- _SET EXERCISE_
Collect every line in the material below that contains the word "dress" and copy each one in full. Matches must have the same uppercase and lowercase letters.

- _DATASET RECORDS_
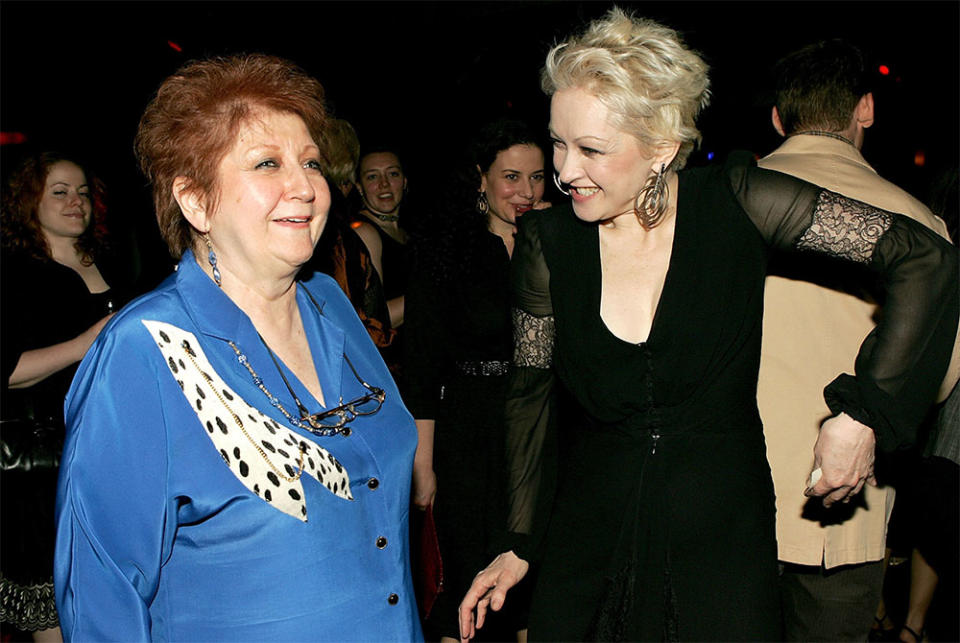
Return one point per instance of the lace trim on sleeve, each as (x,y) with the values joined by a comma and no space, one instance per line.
(845,228)
(532,339)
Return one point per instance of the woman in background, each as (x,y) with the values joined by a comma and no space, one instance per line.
(60,286)
(341,251)
(458,348)
(383,186)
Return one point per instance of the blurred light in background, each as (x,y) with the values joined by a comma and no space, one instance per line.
(12,138)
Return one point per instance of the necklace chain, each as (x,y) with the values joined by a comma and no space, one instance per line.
(263,454)
(275,402)
(386,218)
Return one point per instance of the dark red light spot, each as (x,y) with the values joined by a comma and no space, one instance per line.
(12,138)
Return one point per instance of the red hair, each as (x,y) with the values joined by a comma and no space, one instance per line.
(21,227)
(194,119)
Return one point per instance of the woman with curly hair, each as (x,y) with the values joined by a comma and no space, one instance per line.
(57,296)
(458,349)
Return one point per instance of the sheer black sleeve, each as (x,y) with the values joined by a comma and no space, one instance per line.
(902,361)
(529,393)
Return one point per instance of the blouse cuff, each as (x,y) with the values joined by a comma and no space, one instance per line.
(869,405)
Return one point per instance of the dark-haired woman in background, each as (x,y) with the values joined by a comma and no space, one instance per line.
(58,291)
(458,348)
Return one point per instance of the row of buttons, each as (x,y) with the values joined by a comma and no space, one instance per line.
(372,484)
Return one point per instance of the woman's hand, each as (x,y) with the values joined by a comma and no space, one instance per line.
(844,454)
(424,486)
(40,363)
(489,588)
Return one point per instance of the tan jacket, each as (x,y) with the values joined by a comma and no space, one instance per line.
(812,334)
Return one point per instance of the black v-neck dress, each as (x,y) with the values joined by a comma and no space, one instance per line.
(662,523)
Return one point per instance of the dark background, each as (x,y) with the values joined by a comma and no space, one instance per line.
(424,75)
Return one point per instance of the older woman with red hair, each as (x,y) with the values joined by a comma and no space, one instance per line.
(238,460)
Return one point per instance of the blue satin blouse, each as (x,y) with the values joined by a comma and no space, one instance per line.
(176,523)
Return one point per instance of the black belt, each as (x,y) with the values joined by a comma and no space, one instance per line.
(490,368)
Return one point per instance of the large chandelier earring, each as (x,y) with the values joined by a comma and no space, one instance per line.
(650,203)
(483,206)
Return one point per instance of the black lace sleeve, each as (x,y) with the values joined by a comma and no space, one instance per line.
(529,393)
(902,361)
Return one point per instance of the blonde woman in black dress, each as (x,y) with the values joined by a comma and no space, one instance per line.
(645,299)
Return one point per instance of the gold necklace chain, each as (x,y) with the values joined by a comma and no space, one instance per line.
(263,454)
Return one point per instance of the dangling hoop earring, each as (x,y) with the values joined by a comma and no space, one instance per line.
(483,206)
(212,258)
(650,203)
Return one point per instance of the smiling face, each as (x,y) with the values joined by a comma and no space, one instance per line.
(65,207)
(513,183)
(604,166)
(273,199)
(382,182)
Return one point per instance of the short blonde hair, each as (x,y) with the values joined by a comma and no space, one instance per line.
(653,85)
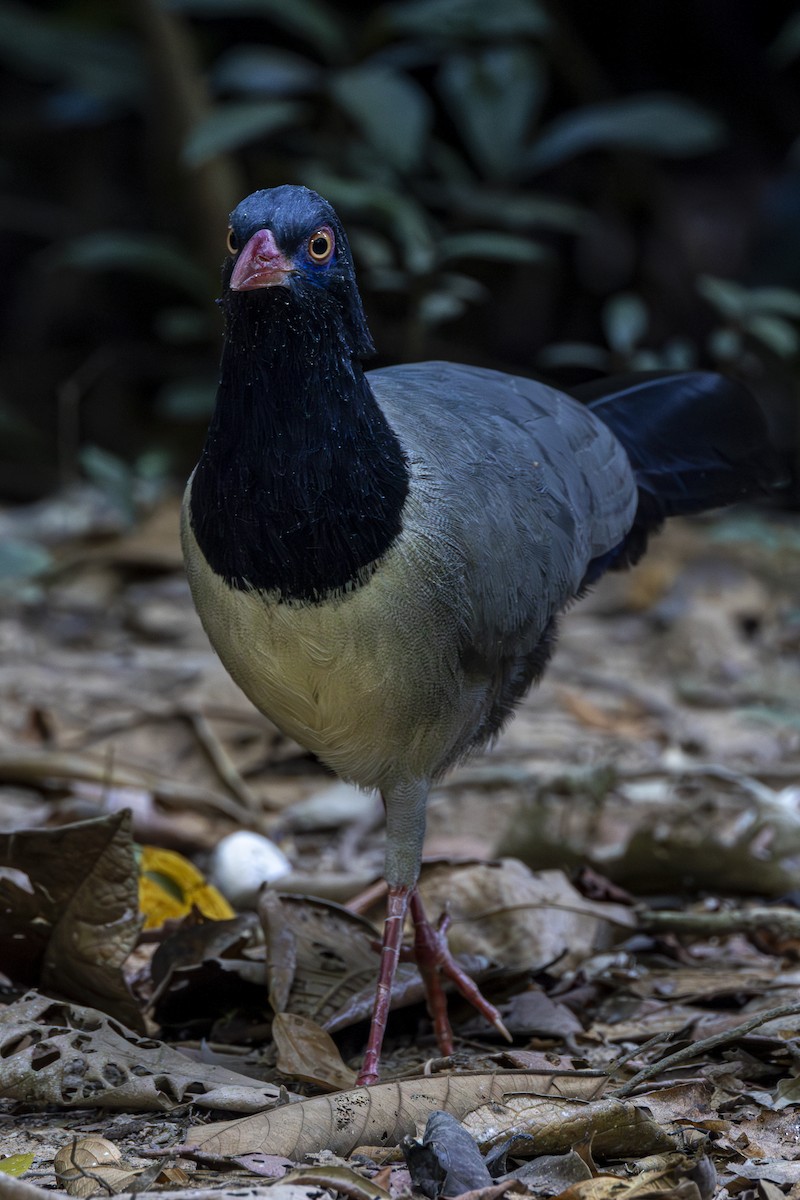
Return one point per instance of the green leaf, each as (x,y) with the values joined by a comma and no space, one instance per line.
(656,124)
(775,333)
(493,96)
(187,400)
(468,18)
(503,247)
(112,475)
(781,300)
(139,253)
(625,322)
(401,217)
(725,345)
(391,109)
(310,19)
(260,70)
(233,125)
(728,298)
(22,561)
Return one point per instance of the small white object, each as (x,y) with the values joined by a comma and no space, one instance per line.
(242,862)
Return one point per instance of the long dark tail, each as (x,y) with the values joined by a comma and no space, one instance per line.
(696,441)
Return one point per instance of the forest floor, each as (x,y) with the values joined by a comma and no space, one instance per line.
(621,873)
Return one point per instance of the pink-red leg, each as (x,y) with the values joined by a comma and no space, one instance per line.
(396,910)
(433,955)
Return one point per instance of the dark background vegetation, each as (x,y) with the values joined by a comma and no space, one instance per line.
(552,189)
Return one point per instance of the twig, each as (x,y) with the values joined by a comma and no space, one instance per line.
(776,919)
(36,767)
(704,1045)
(221,761)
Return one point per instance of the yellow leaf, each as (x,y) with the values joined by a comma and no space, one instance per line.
(169,886)
(16,1164)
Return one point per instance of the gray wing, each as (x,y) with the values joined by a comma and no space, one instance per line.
(524,484)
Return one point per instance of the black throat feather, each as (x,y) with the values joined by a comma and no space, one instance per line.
(301,483)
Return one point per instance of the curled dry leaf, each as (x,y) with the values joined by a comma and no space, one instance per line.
(306,1051)
(74,927)
(510,916)
(705,829)
(377,1116)
(337,1179)
(446,1162)
(67,1055)
(619,1129)
(91,1167)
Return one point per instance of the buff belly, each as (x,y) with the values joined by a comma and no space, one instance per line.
(354,679)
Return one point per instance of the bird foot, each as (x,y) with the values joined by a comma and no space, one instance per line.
(434,959)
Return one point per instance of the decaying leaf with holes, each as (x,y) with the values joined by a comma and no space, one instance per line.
(53,1053)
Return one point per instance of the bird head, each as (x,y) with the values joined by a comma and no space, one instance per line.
(289,239)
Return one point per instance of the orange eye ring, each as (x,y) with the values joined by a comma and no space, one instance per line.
(320,245)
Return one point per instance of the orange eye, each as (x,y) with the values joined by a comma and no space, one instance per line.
(320,245)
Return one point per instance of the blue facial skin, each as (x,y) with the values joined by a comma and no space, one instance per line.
(301,484)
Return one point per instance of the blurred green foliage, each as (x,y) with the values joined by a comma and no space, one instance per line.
(524,184)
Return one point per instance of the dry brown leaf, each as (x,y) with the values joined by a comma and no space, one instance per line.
(631,724)
(504,912)
(52,1053)
(337,1179)
(79,922)
(306,1051)
(94,1165)
(376,1116)
(709,829)
(618,1128)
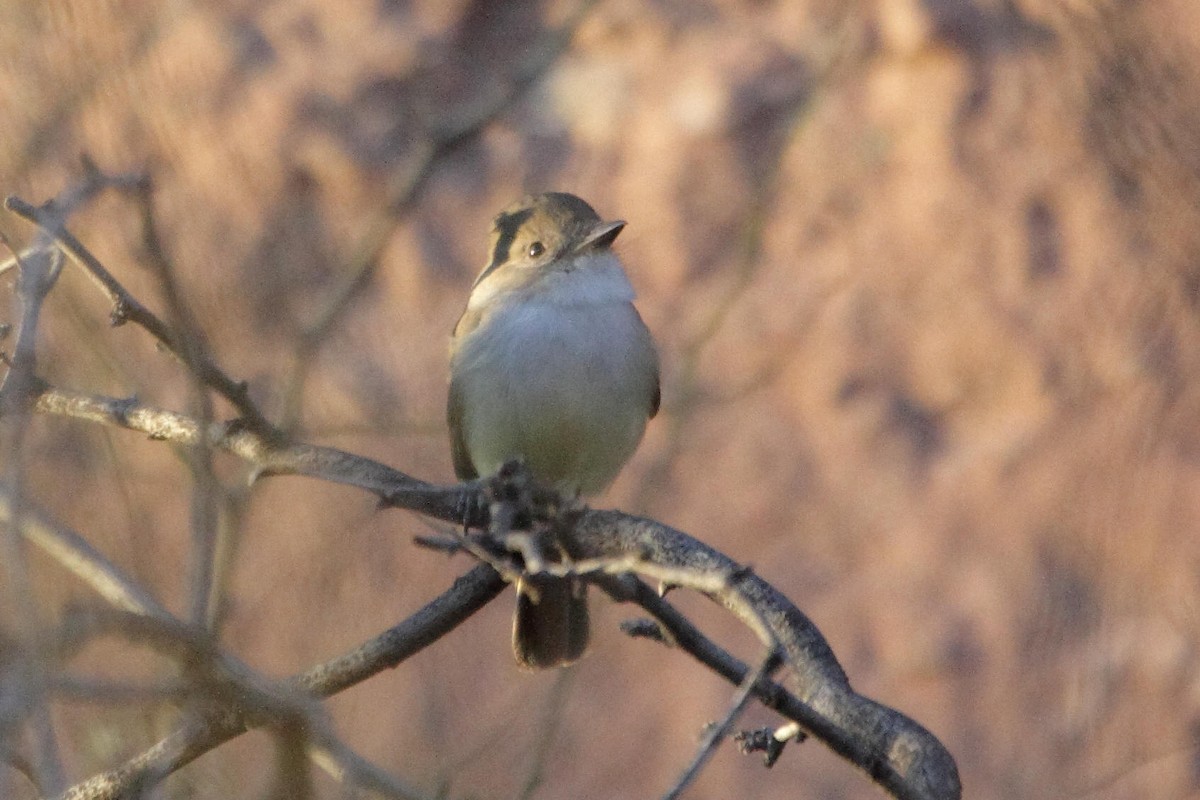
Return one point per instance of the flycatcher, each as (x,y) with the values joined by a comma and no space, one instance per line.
(551,364)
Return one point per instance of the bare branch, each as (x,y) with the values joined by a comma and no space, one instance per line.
(73,552)
(445,137)
(205,732)
(127,308)
(894,750)
(719,731)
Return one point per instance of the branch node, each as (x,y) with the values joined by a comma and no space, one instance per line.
(120,313)
(642,627)
(768,741)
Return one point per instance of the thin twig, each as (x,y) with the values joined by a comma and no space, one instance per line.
(127,308)
(204,593)
(719,731)
(203,733)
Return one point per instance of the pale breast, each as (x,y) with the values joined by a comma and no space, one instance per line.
(567,388)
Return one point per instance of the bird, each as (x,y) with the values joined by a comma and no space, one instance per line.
(551,364)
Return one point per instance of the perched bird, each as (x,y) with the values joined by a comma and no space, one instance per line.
(551,364)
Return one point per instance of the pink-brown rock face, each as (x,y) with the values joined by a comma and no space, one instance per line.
(924,276)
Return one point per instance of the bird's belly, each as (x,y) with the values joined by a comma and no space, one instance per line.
(568,390)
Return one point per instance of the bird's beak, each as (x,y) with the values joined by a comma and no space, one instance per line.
(603,235)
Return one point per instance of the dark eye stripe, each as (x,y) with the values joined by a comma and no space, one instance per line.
(507,224)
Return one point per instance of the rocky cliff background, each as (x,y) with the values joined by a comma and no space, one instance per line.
(925,276)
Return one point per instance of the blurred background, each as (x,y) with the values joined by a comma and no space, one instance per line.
(925,278)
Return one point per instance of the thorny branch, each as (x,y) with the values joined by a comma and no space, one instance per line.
(609,548)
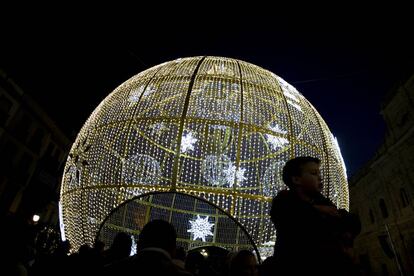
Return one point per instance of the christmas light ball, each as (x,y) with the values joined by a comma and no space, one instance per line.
(218,129)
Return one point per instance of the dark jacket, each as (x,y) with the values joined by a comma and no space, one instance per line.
(308,241)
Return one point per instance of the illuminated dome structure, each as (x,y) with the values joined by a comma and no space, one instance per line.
(213,128)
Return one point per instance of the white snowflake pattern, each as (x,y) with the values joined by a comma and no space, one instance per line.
(231,173)
(133,246)
(278,129)
(200,228)
(276,142)
(135,94)
(295,105)
(158,128)
(187,142)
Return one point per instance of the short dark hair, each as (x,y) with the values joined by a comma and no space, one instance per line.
(294,167)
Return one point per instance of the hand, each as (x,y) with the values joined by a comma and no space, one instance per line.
(327,210)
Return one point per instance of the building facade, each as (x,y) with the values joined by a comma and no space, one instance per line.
(382,192)
(33,151)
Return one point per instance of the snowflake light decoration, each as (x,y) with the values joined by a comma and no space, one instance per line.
(187,142)
(231,173)
(200,228)
(276,142)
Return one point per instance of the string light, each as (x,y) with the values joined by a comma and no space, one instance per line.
(216,128)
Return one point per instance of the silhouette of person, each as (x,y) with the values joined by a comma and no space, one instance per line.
(313,236)
(156,247)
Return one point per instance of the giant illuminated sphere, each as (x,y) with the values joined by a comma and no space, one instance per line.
(216,128)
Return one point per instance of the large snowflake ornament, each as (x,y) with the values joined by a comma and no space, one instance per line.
(200,228)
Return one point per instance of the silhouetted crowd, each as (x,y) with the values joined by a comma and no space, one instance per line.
(313,238)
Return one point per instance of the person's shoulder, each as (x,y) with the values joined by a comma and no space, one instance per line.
(284,197)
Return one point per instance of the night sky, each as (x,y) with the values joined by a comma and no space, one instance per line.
(342,62)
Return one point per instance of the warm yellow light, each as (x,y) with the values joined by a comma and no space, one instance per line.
(36,218)
(216,128)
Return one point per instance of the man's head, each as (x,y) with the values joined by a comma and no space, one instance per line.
(158,233)
(303,173)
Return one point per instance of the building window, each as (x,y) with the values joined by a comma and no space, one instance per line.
(384,270)
(404,197)
(35,142)
(383,208)
(5,107)
(371,216)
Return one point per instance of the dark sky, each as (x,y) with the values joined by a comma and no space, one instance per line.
(343,61)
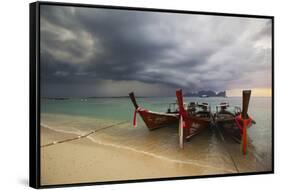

- _REPLY TO THE EXERCISE_
Return one point per instance of the black v-neck dress, each as (x,y) with the values joined by a comma and no space, one instance per line.
Return one point per instance of the blonde woman in black dress, each as (x,y) with the values joined by a comma and no space, one instance per line.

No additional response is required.